TUJUAN:
Sunting teks tentang narasi keagamaan yang damai dengan menulis ulang bagian yang dimulai pada kata-kata "Mendorong Narasi Keagamaan" dan berhenti setelah "Kalangan Tokoh Agama.". Setiap "AIDA" di bagian itu harus diganti dengan "Aliansi Indonesia Damai".

KUTIPAN HALAMAN:
━━━━━━━━━━

Mendorong Narasi Keagamaan yang Damai
Aliansi Indonesia Damai- Narasi perdamaian mesti disampaikan secara kontinu kepada khalayak luas. Sebab narasi konflik dan permusuhan acapkali bertebaran melalui media sosial. Untuk itu tokoh agama sebagai rujukan kegamaan diharapkan turut aktif dalam menyampaikan dakwah yang sejuk dan membawa umat pada kehidupan yang damai dan tenteram.
Demikian pesan yang disampaikan Direktur Eksekutif AIDA, Riri Khariroh, saat membuka acara Diskusi dan Bedah Buku La Tay’as: Ibroh dari Kehidupan Teroris dan Korbannya, (2/12/2021). Kegiatan tersebut digelar AIDA bersama Baznas Kabupaten Wajo, Sulawesi Selatan, sebagai tindak lanjut kegiatan sebelumya, yaitu Halaqah Alim Ulama dan Pelatihan Pembangunan Perdamaian di Kalangan Tokoh Agama.

━━━━━━━━━━

BAHAN YANG DISEDIAKAN:

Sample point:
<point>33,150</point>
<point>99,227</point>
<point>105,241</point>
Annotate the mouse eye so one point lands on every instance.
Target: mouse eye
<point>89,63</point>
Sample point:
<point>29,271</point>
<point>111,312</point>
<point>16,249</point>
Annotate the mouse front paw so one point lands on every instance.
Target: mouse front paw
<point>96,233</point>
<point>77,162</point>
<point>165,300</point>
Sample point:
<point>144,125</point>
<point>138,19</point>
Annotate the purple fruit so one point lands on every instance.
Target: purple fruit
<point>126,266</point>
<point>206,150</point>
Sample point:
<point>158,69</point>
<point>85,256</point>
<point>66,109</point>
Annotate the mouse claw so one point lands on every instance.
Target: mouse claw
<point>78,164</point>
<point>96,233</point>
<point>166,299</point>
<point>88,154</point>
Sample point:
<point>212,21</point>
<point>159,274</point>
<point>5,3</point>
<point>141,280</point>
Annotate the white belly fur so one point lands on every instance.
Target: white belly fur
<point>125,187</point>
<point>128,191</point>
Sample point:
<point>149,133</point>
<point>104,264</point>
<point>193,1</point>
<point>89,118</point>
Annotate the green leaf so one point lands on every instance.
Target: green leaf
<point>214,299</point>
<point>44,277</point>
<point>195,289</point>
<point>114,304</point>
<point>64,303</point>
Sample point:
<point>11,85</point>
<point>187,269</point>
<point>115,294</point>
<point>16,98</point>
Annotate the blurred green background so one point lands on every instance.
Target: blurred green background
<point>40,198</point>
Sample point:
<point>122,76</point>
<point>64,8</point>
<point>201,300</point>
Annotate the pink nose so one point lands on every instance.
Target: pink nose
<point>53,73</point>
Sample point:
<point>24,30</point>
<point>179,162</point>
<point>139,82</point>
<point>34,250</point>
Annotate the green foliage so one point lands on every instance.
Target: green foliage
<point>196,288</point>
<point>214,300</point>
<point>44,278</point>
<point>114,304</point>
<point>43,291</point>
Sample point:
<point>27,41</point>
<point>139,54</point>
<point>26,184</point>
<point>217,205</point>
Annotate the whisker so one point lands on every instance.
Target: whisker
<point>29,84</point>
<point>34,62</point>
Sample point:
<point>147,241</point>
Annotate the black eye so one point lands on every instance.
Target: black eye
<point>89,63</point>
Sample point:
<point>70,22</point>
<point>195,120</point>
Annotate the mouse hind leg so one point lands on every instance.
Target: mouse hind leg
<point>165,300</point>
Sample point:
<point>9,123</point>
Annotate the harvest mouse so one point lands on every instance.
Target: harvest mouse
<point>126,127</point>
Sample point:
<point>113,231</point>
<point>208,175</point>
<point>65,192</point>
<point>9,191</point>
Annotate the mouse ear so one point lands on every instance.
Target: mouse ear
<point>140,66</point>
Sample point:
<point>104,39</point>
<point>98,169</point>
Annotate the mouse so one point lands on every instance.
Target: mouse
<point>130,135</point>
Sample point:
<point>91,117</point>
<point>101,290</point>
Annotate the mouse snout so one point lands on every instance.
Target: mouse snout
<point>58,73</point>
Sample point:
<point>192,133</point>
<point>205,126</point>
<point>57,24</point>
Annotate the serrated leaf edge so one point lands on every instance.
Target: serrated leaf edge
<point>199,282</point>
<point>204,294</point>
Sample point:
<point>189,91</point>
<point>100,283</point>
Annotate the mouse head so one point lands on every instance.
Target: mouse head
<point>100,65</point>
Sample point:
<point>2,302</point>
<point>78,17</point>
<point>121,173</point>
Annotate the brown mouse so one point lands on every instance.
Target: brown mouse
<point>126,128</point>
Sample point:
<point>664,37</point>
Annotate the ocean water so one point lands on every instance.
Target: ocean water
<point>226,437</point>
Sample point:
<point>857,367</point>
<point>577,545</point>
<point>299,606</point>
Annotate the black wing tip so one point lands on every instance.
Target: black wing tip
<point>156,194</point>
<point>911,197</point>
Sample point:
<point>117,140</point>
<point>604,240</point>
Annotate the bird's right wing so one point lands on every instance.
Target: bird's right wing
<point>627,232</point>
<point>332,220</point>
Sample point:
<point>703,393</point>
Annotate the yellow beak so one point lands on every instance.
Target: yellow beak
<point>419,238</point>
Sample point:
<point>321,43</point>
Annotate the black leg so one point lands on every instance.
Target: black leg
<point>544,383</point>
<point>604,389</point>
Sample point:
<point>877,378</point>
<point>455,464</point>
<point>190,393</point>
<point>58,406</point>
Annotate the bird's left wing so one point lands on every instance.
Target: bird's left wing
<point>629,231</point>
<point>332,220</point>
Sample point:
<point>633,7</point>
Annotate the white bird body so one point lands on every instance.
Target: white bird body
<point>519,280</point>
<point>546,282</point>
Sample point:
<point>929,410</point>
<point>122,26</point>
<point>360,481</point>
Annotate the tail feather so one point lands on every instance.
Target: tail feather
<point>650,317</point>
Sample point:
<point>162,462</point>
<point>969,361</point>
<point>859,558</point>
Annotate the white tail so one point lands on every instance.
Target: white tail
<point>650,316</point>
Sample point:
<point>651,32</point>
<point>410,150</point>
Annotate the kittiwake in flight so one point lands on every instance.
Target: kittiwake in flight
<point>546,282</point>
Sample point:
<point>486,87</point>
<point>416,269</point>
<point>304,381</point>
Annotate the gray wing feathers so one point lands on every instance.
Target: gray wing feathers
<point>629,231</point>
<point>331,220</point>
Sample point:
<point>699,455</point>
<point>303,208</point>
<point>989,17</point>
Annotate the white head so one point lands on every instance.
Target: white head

━━━━━━━━━━

HASIL LATIHAN:
Mendorong Narasi Keagamaan yang Damai
Aliansi Indonesia Damai- Narasi perdamaian mesti disampaikan secara kontinu kepada khalayak luas. Sebab narasi konflik dan permusuhan acapkali bertebaran melalui media sosial. Untuk itu tokoh agama sebagai rujukan kegamaan diharapkan turut aktif dalam menyampaikan dakwah yang sejuk dan membawa umat pada kehidupan yang damai dan tenteram.
Demikian pesan yang disampaikan Direktur Eksekutif Aliansi Indonesia Damai, Riri Khariroh, saat membuka acara Diskusi dan Bedah Buku La Tay’as: Ibroh dari Kehidupan Teroris dan Korbannya, (2/12/2021). Kegiatan tersebut digelar Aliansi Indonesia Damai bersama Baznas Kabupaten Wajo, Sulawesi Selatan, sebagai tindak lanjut kegiatan sebelumya, yaitu Halaqah Alim Ulama dan Pelatihan Pembangunan Perdamaian di Kalangan Tokoh Agama.